== Exercise materials

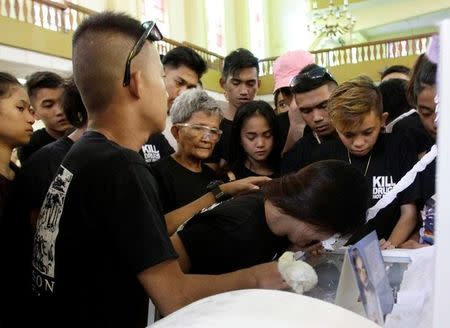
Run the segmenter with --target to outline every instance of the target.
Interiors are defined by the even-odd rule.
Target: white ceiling
[[[67,77],[72,72],[72,61],[34,51],[0,45],[0,70],[19,79],[36,72],[49,70]]]
[[[446,18],[450,18],[450,8],[408,18],[401,22],[376,26],[359,32],[369,40],[392,34],[414,35],[426,29],[437,30],[438,23]]]

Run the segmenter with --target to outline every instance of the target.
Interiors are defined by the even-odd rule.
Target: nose
[[[366,144],[366,140],[363,136],[356,136],[353,139],[353,147],[355,149],[363,148],[365,144]]]
[[[313,110],[313,121],[315,123],[319,123],[323,121],[323,113],[321,110],[314,109]]]
[[[262,137],[256,138],[256,147],[263,148],[265,144],[265,140]]]
[[[211,131],[205,131],[205,132],[203,132],[203,135],[202,135],[202,141],[205,141],[205,142],[213,142],[213,134],[212,134],[212,132]]]
[[[242,96],[246,96],[246,95],[248,95],[248,87],[243,83],[242,85],[241,85],[241,87],[239,88],[239,93],[242,95]]]
[[[65,116],[61,104],[55,105],[56,116]]]
[[[433,114],[432,119],[433,119],[433,128],[434,128],[435,130],[437,130],[436,113]]]
[[[33,125],[34,124],[34,115],[31,114],[31,112],[29,110],[27,110],[25,112],[26,112],[25,115],[26,115],[27,123]]]
[[[187,85],[182,85],[181,87],[178,88],[178,96],[181,95],[183,92],[185,92],[187,90]]]

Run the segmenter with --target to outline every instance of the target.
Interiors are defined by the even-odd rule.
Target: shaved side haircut
[[[88,112],[105,109],[121,85],[127,55],[142,34],[139,21],[104,12],[84,20],[73,40],[73,77]],[[138,62],[137,58],[132,66]]]

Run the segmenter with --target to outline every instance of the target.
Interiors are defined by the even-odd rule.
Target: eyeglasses
[[[324,67],[316,67],[310,71],[297,74],[291,81],[290,87],[294,93],[311,90],[311,84],[315,85],[323,81],[336,82],[333,76]]]
[[[193,135],[198,137],[201,136],[202,138],[209,136],[211,141],[219,140],[220,136],[223,133],[223,131],[220,129],[210,128],[209,126],[201,124],[177,123],[175,124],[175,126],[190,128]]]
[[[161,41],[163,39],[163,35],[158,29],[158,26],[156,26],[155,22],[148,21],[145,23],[142,23],[142,27],[144,28],[144,32],[142,33],[141,37],[137,42],[134,44],[133,49],[131,49],[130,53],[128,54],[127,63],[125,66],[125,75],[123,76],[123,86],[126,87],[130,85],[130,65],[131,61],[134,57],[136,57],[139,52],[141,51],[142,47],[145,44],[146,40],[149,41]]]

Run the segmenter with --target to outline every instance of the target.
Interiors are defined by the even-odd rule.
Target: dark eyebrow
[[[322,106],[322,105],[324,105],[324,104],[326,104],[326,103],[328,103],[328,99],[327,100],[324,100],[324,101],[322,101],[322,102],[320,102],[320,103],[318,103],[318,104],[316,104],[316,105],[312,105],[312,106],[310,106],[310,107],[299,107],[298,109],[299,110],[312,110],[312,109],[314,109],[314,108],[317,108],[317,107],[319,107],[319,106]]]
[[[177,78],[180,80],[180,82],[184,85],[187,85],[187,87],[190,88],[196,88],[197,87],[197,83],[195,84],[191,84],[188,81],[186,81],[185,79],[183,79],[181,76],[177,76]]]

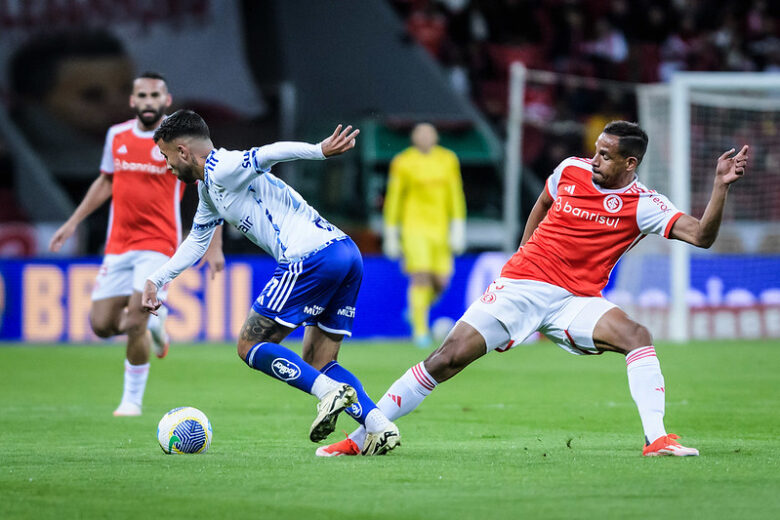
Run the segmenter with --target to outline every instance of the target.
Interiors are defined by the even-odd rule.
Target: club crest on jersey
[[[491,292],[486,292],[482,295],[482,298],[479,299],[482,303],[493,303],[496,301],[496,295]]]
[[[160,151],[159,146],[152,146],[152,159],[155,161],[164,161],[165,157],[163,156],[162,152]]]
[[[604,209],[610,213],[617,213],[623,209],[623,199],[615,194],[607,195],[604,197]]]
[[[284,358],[276,358],[271,362],[271,371],[282,381],[292,381],[301,375],[301,369],[295,363]]]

====

» Your instructions
Pictures in the records above are left out; print everything else exactly as written.

» Answer section
Run the segmenter with --target to outline every instance of the target.
Interiors are defined by the even-odd rule.
Target: white ceiling
[[[67,77],[72,72],[72,61],[34,51],[0,45],[0,70],[19,79],[36,72],[49,70]]]
[[[446,18],[450,18],[450,8],[408,18],[401,22],[376,26],[359,32],[369,40],[392,34],[414,35],[426,29],[437,30],[438,23]]]

Run the segmenter with --target to outline every instance of the target.
Interiors are defined by the even-odd rule.
Target: nose
[[[366,144],[366,140],[363,136],[356,136],[353,139],[353,147],[355,149],[363,148],[365,144]]]
[[[313,110],[313,121],[315,123],[319,123],[323,121],[323,113],[321,110],[314,109]]]
[[[262,137],[256,138],[256,147],[263,148],[265,144],[265,140]]]
[[[211,131],[205,131],[205,132],[203,132],[203,135],[202,135],[202,141],[205,141],[205,142],[213,142],[213,134],[212,134],[212,132]]]
[[[242,96],[246,96],[246,95],[248,95],[248,87],[243,83],[242,85],[241,85],[241,87],[239,88],[239,93],[242,95]]]
[[[65,116],[61,104],[55,105],[56,116]]]
[[[433,114],[432,119],[433,119],[433,128],[434,128],[435,130],[437,130],[436,113]]]
[[[33,125],[34,124],[34,115],[31,114],[31,112],[29,110],[27,110],[25,112],[26,112],[25,115],[26,115],[27,123]]]
[[[187,85],[182,85],[181,87],[178,88],[178,96],[181,95],[183,92],[185,92],[187,90]]]

Run the segmenter with --target to outline every instance of the target.
Interiors are defined by the even-odd rule.
Target: shaved side haircut
[[[88,112],[105,109],[121,85],[127,55],[142,34],[139,21],[104,12],[84,20],[73,40],[73,77]],[[138,62],[137,58],[132,66]]]

Run the segmenter with --target to outline every instance of the target.
Interiors are defined by the even-odd rule.
Target: eyeglasses
[[[324,67],[316,67],[310,71],[297,74],[291,81],[290,87],[294,93],[311,90],[311,84],[315,85],[323,81],[336,82],[333,76]]]
[[[193,135],[198,137],[201,136],[202,138],[209,136],[211,141],[219,140],[220,136],[223,133],[223,131],[220,129],[210,128],[209,126],[201,124],[177,123],[175,124],[175,126],[190,128]]]
[[[161,41],[163,39],[163,35],[158,29],[158,26],[156,26],[155,22],[148,21],[145,23],[142,23],[142,27],[144,28],[144,32],[142,33],[141,37],[137,42],[134,44],[133,49],[131,49],[130,53],[128,54],[127,63],[125,66],[125,75],[123,76],[123,86],[126,87],[130,85],[130,65],[131,61],[134,57],[136,57],[139,52],[141,51],[142,47],[145,44],[146,40],[149,41]]]

Run the segmenter with --target to outline every instance of the target.
Interiors are defined by the even-odd rule.
Target: dark eyebrow
[[[322,106],[322,105],[324,105],[324,104],[326,104],[326,103],[328,103],[328,99],[327,100],[324,100],[324,101],[322,101],[322,102],[320,102],[320,103],[318,103],[318,104],[316,104],[316,105],[312,105],[312,106],[310,106],[310,107],[299,107],[298,109],[299,110],[312,110],[312,109],[314,109],[314,108],[317,108],[317,107],[319,107],[319,106]]]
[[[177,78],[180,80],[180,82],[184,85],[187,85],[187,87],[190,88],[196,88],[197,87],[197,83],[195,84],[191,84],[188,81],[186,81],[185,79],[183,79],[181,76],[177,76]]]

Run the segmenter with --target to outline every instance of the target.
Interiors are defined by the even-odd rule.
Target: club crest on jersey
[[[491,292],[486,292],[482,295],[482,298],[479,299],[482,303],[493,303],[496,301],[496,295]]]
[[[160,151],[159,146],[152,146],[152,159],[155,161],[164,161],[165,157],[163,156],[162,152]]]
[[[604,209],[610,213],[617,213],[623,209],[623,199],[615,194],[607,195],[604,197]]]
[[[284,358],[276,358],[271,362],[271,371],[282,381],[292,381],[301,375],[301,369],[295,363]]]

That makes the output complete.